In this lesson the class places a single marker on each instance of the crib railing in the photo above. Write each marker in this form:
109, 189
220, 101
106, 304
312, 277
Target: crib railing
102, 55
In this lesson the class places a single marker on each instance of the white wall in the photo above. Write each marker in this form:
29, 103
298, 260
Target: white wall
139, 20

- **To be done**: Copy out all of the lines above word for word, without changing anything.

- **Correct response**:
In this lesson the class places a single marker on each instance of the crib railing in the photo above. Write each marker in this form:
109, 189
220, 101
106, 304
312, 277
Target: crib railing
102, 55
In this lesson the class places a single marker on each instance of the white wall in the photo above. Write each marker in this form:
29, 103
298, 260
Target: white wall
139, 20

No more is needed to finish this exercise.